* RECORDS TO USE
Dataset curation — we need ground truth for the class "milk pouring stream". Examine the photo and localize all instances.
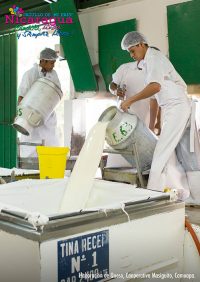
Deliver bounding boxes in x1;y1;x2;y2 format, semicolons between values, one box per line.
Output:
59;121;108;213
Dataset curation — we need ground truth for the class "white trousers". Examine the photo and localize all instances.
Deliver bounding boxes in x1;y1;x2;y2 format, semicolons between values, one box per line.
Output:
147;98;191;198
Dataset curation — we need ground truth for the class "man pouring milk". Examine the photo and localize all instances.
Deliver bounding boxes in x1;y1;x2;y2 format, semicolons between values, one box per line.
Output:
18;47;62;158
120;31;200;201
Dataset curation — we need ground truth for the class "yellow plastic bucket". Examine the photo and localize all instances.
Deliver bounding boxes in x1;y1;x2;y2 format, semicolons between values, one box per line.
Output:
36;146;70;179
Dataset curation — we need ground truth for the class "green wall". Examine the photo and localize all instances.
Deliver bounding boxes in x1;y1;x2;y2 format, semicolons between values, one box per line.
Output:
0;0;98;167
51;0;97;91
167;0;200;84
98;19;137;89
0;33;17;168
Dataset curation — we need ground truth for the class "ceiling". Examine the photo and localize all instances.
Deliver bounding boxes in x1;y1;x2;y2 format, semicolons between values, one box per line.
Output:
0;0;48;17
75;0;118;9
0;0;119;16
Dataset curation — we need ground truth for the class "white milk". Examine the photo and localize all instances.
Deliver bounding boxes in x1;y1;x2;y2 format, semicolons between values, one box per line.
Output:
59;121;108;213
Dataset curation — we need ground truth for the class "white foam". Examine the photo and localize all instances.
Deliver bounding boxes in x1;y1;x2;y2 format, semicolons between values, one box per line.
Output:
0;178;163;216
0;167;39;176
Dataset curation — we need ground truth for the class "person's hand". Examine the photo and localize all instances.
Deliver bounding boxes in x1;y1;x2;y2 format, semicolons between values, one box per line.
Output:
154;120;161;135
116;87;126;99
149;122;161;135
120;99;132;112
149;125;155;133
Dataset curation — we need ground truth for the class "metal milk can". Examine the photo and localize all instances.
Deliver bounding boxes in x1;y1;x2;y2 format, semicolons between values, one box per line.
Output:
13;78;62;136
98;106;157;171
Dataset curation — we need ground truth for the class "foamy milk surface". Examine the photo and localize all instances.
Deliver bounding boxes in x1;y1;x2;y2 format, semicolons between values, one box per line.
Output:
59;121;108;213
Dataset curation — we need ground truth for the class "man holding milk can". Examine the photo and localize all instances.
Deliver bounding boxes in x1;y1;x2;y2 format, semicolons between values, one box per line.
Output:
120;31;200;201
17;47;62;158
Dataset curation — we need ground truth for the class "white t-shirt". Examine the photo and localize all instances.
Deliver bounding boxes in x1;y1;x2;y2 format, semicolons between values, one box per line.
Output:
112;62;150;126
142;48;188;107
107;62;151;168
18;63;61;98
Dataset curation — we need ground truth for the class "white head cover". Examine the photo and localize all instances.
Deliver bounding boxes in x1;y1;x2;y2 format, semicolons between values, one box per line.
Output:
121;31;148;51
40;48;58;60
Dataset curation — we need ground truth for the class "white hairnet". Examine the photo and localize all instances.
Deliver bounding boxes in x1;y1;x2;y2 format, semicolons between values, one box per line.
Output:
121;31;148;50
40;48;58;60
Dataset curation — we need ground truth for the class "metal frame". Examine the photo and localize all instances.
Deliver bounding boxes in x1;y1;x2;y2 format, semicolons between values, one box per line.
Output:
102;141;146;188
0;194;174;242
17;137;45;169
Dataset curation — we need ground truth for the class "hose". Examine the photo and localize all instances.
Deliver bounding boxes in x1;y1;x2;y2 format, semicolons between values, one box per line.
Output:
185;217;200;256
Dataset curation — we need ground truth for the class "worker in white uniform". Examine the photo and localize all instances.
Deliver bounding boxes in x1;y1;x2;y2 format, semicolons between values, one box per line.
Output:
18;47;62;158
120;31;192;199
107;61;160;168
109;61;160;132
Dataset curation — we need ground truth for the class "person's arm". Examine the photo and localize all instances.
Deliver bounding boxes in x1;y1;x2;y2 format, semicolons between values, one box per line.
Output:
109;81;126;99
149;98;159;132
52;70;62;90
18;70;33;104
109;64;127;98
120;82;161;111
109;82;117;94
18;96;23;105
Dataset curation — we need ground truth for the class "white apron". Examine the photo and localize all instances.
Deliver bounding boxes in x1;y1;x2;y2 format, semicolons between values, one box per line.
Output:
185;98;200;204
20;111;61;158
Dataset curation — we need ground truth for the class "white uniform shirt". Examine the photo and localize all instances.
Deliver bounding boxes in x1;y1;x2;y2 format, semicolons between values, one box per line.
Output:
18;63;61;98
142;48;188;106
107;62;151;168
112;62;150;126
18;63;62;158
142;48;192;196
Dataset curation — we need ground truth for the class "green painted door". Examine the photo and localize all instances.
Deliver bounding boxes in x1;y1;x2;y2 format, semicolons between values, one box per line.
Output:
167;0;200;84
51;0;97;91
98;19;137;89
0;32;17;168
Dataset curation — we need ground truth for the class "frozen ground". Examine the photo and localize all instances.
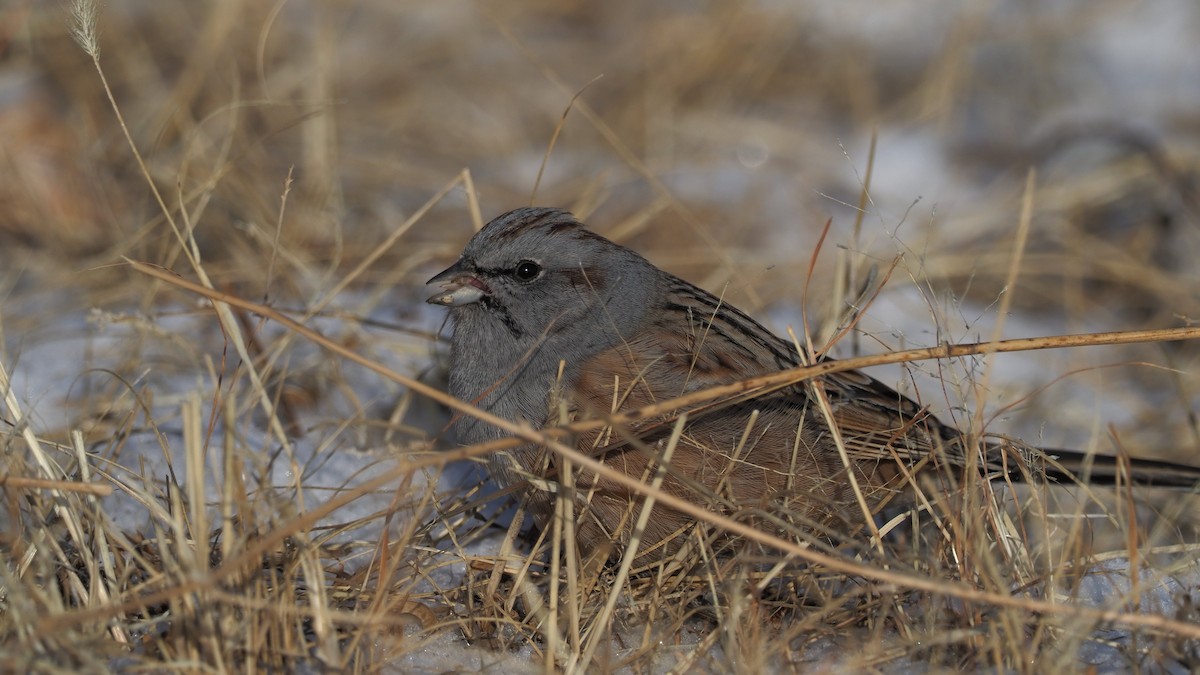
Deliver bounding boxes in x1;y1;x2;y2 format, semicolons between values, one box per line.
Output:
2;0;1199;671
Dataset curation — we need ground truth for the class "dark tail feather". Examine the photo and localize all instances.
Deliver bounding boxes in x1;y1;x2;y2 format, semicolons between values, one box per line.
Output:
984;441;1200;489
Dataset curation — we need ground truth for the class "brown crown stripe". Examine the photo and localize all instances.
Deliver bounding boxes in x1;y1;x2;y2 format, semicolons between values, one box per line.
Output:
491;207;579;240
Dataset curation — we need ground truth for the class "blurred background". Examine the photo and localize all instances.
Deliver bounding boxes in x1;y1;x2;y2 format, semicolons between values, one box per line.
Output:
2;0;1199;669
5;0;1197;452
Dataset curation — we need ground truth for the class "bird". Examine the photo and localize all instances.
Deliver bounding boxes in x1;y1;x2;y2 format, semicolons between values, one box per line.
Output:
427;206;1200;564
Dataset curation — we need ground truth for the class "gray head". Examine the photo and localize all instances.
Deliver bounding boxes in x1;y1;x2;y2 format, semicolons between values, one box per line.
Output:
427;207;660;358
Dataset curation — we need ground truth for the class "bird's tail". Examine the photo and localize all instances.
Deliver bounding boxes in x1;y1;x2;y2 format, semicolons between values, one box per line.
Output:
979;437;1200;489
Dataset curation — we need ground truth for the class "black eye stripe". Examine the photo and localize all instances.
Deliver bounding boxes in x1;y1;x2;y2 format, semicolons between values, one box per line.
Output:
474;262;544;281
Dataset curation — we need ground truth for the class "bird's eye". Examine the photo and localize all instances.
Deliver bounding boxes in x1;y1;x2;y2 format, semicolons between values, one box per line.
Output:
513;260;542;282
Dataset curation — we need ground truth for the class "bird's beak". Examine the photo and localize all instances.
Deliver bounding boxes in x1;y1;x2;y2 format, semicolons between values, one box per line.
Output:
426;259;488;306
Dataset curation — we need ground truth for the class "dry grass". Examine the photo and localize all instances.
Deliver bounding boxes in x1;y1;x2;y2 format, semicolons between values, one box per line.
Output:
2;0;1199;672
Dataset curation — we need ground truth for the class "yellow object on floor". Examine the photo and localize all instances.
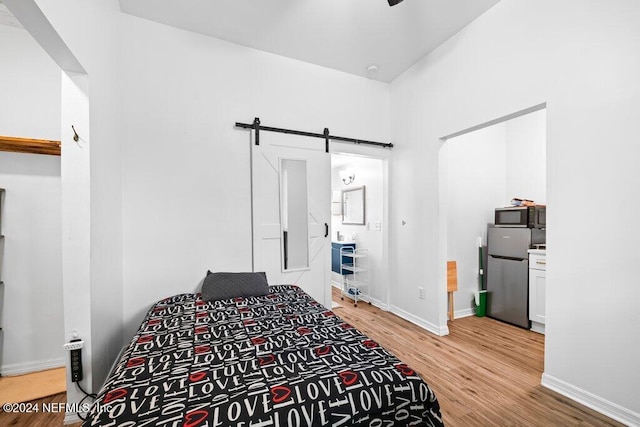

* WHAT IS NEEDED
Word for word, write out each line of the records, but leave the pictures behind.

* YOUR SOLUTION
Dataset curation — we need ground truth for the class "milk pouring stream". Examine the photo and localize all instances.
Deliver bounding boxes in x1;y1;x2;y2 format, semicolons between values, one box per line.
Output:
59;121;108;213
Dataset curation — we need ground truth for the class "white trousers". Examine the photo and localize all instances.
Deliver bounding boxes in x1;y1;x2;y2 format, semicolons between values, one box per line.
Output:
147;98;191;198
Dataset curation — we need ground truth for the class "man pouring milk". Examine the photo and localize all instances.
Deliver bounding boxes in x1;y1;x2;y2 format, semicolons between values, one box per line.
Output:
18;47;62;158
120;31;200;201
Dataset curation — we need ground truth for the class "yellow plastic bucket". Examine the photo and localize all instances.
Deliver bounding boxes in x1;y1;x2;y2 format, semicolons between values, one box per line.
Output:
36;146;70;179
Dataset curation — we need ground truth for the class "green wall". Examine the photo and localize all instances.
Deliver bounding boxes in x1;y1;x2;y2 format, semicolons between values, one box per line.
Output:
0;0;98;167
51;0;97;91
167;0;200;84
98;19;137;89
0;33;17;168
Dataset curation — we need ground truth for the class "ceiling". Examine the photo and localize all instances.
Deliver bounding boxes in x1;y1;x2;y2 format, semicolons between values, one box per line.
Output:
0;0;48;17
75;0;118;9
0;0;119;16
Dataset curation — we need ground truth for the class "white milk". Examine the photo and localize all instances.
Deliver bounding boxes in x1;y1;x2;y2 format, semicolons between values, one box per line.
Output:
59;121;108;213
Dataset curation — we need ground truth for the class "white foam". Examine the photo and localize all instances.
Deliver bounding boxes in x1;y1;x2;y2 format, semicolons between values, one box per line.
Output:
0;178;163;216
0;167;39;176
Dataset curation — we need ground truth for the class "person's hand". Examine the photo and localize all instances.
Deliver bounding boxes in x1;y1;x2;y2 format, semicolons between values, one box per line.
Output:
154;120;161;135
116;87;126;99
149;122;161;135
120;99;132;112
149;125;155;133
Dataset curation — we need ground truth for the class "metal milk can". Examine the photo and localize all instances.
Deliver bounding boxes in x1;y1;x2;y2 format, semicolons between values, one box per line.
Output:
13;78;62;136
98;106;157;171
Dataset curation — we need ground truth for the class "foamy milk surface". Examine the photo and localize all instances.
Deliver bounding boxes in x1;y1;x2;y2 format, semicolons between values, one box per line.
Output:
59;121;108;213
Dataset curation — we need ground truth for the class "man holding milk can". Examine the photo and localize all instances.
Deliver bounding boxes in x1;y1;x2;y2 format, semicolons between values, one box per line.
Output:
120;31;200;201
17;47;62;158
Dataset curation — we need ground truth for the class "white t-shirt". Examine the photo and localize all instances.
Deliver bounding boxes in x1;y1;x2;y2 format, semicolons between values, one box per line.
Output:
112;62;150;126
142;48;188;107
107;62;151;168
18;63;61;98
Dataset curation — we need ground truth for the class "white head cover". Examine the photo and localize all instances.
Deliver bounding boxes in x1;y1;x2;y2 format, semicolons between values, one box per line.
Output:
121;31;148;51
40;48;58;60
Dataset curation — we need ground truth for the class "white hairnet". Examine the photo and localize all instances.
Deliver bounding boxes in x1;y1;x2;y2 format, semicolons between values, one box per line.
Output:
121;31;148;50
40;48;58;60
Dataset curation — we need ground truth for the class "metal frame". Examine the photo and localize all instances.
Deliver bounding boxes in x1;y1;x2;y2 format, semicolons between values, one box per line.
Output:
102;141;146;188
0;194;174;242
17;137;45;169
Dataset curation — we need ground truth for the class "hose". Examine the photo and localize all instances.
Deliver bounding boxes in x1;y1;x2;y2 format, semicolons between values, one box per line.
Output:
185;217;200;256
Dataset curation — we need ground truth for the class "worker in white uniform". Examine the photo and localize all instances.
Deliver bounding boxes in x1;y1;x2;y2 format, semicolons between values, one box per line.
Output:
18;47;62;158
120;31;192;199
107;61;160;168
109;61;160;132
Dataset curation — we need ground truth for the class "person's arm". Examine the photo and localize all instances.
Deliver bounding boxes in x1;y1;x2;y2 format, semicolons between values, one box per line.
Output:
109;81;126;99
149;98;159;132
52;70;62;90
18;70;33;104
109;64;127;98
120;82;161;111
109;82;117;94
18;96;23;105
Dataset curation — we need ground truth for the class "white apron". Examine the photo and localize all instances.
Deliver bounding boxes in x1;y1;x2;y2 format, semicolons between values, one box per line.
Output:
185;98;200;204
20;111;61;158
Dataset curation — we need ground truth for the class "white uniform shirt". Examine the photo and localize all instances.
Deliver bounding boxes in x1;y1;x2;y2 format, semicolons between values, one box per line.
Output:
18;63;61;98
142;48;188;106
107;62;151;168
112;62;150;126
18;63;62;158
142;48;192;196
Dataset curation — we need ground truth for the class "green painted door". Examine the photo and localize all instances.
Deliver bounding boxes in x1;y1;x2;y2 format, semicolons between values, one box per line.
Output:
167;0;200;84
51;0;97;91
98;19;137;89
0;32;17;168
Dataset curation — we need ground truth for the class "frozen ground". Examine the photo and localize all instances.
Deliver bounding boxes in x1;y1;x2;y2 format, semicolons between values, one box per line.
Output:
2;0;1199;671
Dataset curation — we need ground truth for the class "dark tail feather". Examine the photo and localize all instances.
Deliver bounding boxes in x1;y1;x2;y2 format, semicolons between values, one box per line.
Output:
984;441;1200;489
Dataset curation — we need ground truth for the class "brown crown stripe". Examine the photo and localize all instances.
Deliver bounding boxes in x1;y1;x2;y2 format, semicolons between values, one box per line.
Output:
491;207;579;240
Dataset curation — we need ground truth for the class "blurred background". Examine the photo and localize all instances.
Deliver bounding boxes in x1;y1;x2;y2 format, semicolons between values, one box per line.
Output:
2;0;1199;669
5;0;1197;452
Dataset curation — we need ground truth for the class "bird". Examine the photo and localize all instances.
Deliver bounding boxes in x1;y1;x2;y2 format, semicolons between values, one box per line.
Output:
427;206;1200;564
Dataset curation — we need ground truth for the class "gray head". Examine the photo and localize all instances.
Deliver bounding boxes in x1;y1;x2;y2 format, semicolons between values, one box per line.
Output:
427;207;660;358
Dataset curation — we need ground truth for the class "bird's tail". Examine the photo and localize all instances.
Deliver bounding boxes in x1;y1;x2;y2 format, semicolons between values, one box per line.
Output:
979;437;1200;489
Dataset curation — we need ground truth for the class "black eye stripe". Examine the photo and localize all instances.
Deliver bounding boxes in x1;y1;x2;y2 format, semicolons between values, one box per line.
Output:
474;262;544;281
Dataset curation — we need ground truth for the class "bird's eye". Examine the photo and localize all instances.
Deliver bounding boxes in x1;y1;x2;y2 format, semicolons between values, one box per line.
Output:
513;260;542;282
Dataset curation — we need ground truth for the class "bird's beak". Examine the photo and localize all instances.
Deliver bounding boxes in x1;y1;x2;y2 format, semicolons between values, one box per line.
Output:
426;259;488;306
Dataset curation — we need ground truth for the class "dry grass". Examine the photo and localize all instances.
Deliver bounding boxes in x1;y1;x2;y2 format, semicolons between values, one box per line.
Output:
2;0;1199;672
Dataset curation — we need ground truth for the class "yellow object on floor". Examine the photo and localize all instances.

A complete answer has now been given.